WHAT TO DO: In the text on missing data, what kind of analytic techniques is FIML limited to?

** TEXT BLOCK follows **

Missing data are ubiquitous in social research, and missingness or nonresponse can represent a threat to the validity of inferences because of undue effects on efficiency, power, and parameter bias (Shadish, Cook, & Campbell, 2002). Social work researchers are now addressing missing data in a more rigorous manner. Recently, Saunders et al. (2006) and Choi, Golder, Gillmore, and Morrison (2005) described important data imputation methods and dispelled misunderstandings regarding popular imputation methods, such as mean substitution.

Recent advances in analytic methods, such as multiple imputation (MI), are taking hold in social work research. With MI, missing values are replaced with values repeatedly drawn from simulated conditional probability distributions (Schafer, 1997), thus creating multiple versions of the data set. Each version of the data set is analyzed according to the data analysis model, and the multiple results are combined into point estimates (Rubin, 1996). A critical task in MI is to devise an imputation model (Allison, 2002) or missing data model (Graham, Olchowski, & Gilreath, 2007), which involves specifying the measures that are putatively associated with the missing values. Although this process adds additional steps, the specification of an imputation model and the creation of multiple data sets can produce less-biased estimates in the presence of missing data across a wide variety of data analysis techniques (Schafer, 1997).

Besides MI, there are many other methods for addressing missing data (Schafer, 1999; Schafer & Graham, 2002). An equally rigorous method known as direct or full information maximum likelihood (FIML) estimation can produce unbiased estimates and correct standard errors in the presence of missing data. When the number of imputations is sufficiently large, identical missing data models will produce the same estimates under MI and FIML (Graham et al., 2007). Unlike MI, FIML is limited to maximum likelihood analytic techniques and the missing data model must be included in the analysis model. Although we focus on MI, the steps we describe for developing an imputation model are equally appropriate for use in the missing data model for FIML. On the basis of the MI literature, this article describes a framework for developing an imputation model for use with any free or commercial software package that performs MI.

** End of TEXT BLOCK **
** THE DATA follows **

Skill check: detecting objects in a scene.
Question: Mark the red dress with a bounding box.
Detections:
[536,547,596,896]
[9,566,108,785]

** End of THE DATA **
** THE DATA follows **

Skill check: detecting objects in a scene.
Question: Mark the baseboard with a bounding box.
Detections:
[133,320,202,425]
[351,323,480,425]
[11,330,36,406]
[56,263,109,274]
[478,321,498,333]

** End of THE DATA **
** THE DATA follows **

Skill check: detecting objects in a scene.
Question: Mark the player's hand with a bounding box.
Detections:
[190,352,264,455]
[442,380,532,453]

** End of THE DATA **

YOUR SOLUTION: Maximum likelihood analytic techniques.